* Exercise prompt: If a line in the data holds "jacket", copy that line out in full.

* Dataset extract:
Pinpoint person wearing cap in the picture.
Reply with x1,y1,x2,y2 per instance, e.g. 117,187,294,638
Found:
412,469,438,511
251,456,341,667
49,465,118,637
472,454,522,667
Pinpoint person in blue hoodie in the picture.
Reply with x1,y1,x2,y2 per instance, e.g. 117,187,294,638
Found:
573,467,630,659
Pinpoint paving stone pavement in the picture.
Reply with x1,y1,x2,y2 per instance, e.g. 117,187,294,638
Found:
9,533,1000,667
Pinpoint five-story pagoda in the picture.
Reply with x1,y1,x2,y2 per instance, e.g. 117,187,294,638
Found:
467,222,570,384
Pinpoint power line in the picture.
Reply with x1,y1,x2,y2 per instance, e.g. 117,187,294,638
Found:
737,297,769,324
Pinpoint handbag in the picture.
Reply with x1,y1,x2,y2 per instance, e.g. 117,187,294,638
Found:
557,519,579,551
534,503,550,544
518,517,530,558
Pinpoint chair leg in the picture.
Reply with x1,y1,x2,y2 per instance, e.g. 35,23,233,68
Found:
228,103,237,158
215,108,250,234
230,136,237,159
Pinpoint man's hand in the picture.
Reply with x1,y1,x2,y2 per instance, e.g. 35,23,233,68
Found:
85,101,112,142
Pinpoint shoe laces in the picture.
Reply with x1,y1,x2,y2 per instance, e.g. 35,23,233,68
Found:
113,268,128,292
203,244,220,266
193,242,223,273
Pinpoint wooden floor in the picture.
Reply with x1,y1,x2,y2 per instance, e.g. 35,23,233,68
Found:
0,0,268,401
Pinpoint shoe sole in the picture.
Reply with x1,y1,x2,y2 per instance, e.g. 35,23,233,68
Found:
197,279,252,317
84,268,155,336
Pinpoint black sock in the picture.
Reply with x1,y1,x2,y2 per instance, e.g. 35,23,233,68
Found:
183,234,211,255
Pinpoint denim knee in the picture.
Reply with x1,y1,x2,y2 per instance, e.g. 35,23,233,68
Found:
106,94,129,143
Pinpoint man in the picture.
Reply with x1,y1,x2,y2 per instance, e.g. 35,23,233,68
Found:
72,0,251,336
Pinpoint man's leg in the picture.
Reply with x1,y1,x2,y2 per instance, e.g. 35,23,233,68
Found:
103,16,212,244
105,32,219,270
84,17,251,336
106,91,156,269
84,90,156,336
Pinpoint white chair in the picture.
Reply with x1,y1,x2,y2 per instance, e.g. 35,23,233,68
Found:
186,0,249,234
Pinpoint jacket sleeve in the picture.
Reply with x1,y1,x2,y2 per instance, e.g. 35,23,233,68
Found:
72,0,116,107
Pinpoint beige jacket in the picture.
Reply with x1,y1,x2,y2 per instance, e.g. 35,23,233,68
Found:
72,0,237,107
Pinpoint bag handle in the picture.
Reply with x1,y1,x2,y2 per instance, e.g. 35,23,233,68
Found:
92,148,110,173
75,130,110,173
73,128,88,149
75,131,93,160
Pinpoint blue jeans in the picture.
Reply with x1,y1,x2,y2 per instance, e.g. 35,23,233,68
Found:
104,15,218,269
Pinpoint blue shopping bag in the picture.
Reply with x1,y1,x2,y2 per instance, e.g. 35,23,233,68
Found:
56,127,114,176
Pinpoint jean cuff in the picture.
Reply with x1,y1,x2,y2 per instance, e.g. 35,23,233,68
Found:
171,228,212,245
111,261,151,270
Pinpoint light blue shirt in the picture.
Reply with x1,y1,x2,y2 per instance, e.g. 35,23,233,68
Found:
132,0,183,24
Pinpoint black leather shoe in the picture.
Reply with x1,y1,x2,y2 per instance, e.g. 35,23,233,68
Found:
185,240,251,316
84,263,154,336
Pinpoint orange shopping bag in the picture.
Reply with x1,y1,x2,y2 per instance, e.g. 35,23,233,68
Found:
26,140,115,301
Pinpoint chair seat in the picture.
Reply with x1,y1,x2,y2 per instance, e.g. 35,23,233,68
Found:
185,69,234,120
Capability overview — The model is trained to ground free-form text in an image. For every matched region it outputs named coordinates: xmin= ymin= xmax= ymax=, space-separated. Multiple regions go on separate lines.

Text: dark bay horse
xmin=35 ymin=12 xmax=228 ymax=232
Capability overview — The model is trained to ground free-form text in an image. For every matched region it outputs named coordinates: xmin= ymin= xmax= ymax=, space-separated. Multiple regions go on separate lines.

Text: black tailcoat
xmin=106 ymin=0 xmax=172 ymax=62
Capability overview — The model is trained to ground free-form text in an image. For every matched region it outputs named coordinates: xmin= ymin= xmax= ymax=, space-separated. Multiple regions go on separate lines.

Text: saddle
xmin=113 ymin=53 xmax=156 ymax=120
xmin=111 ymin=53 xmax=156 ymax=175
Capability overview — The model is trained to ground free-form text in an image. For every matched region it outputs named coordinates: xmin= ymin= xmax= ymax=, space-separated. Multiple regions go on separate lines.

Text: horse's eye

* The completed task:
Pinpoint jacket sleeve in the picture.
Pinpoint beige jacket in the picture.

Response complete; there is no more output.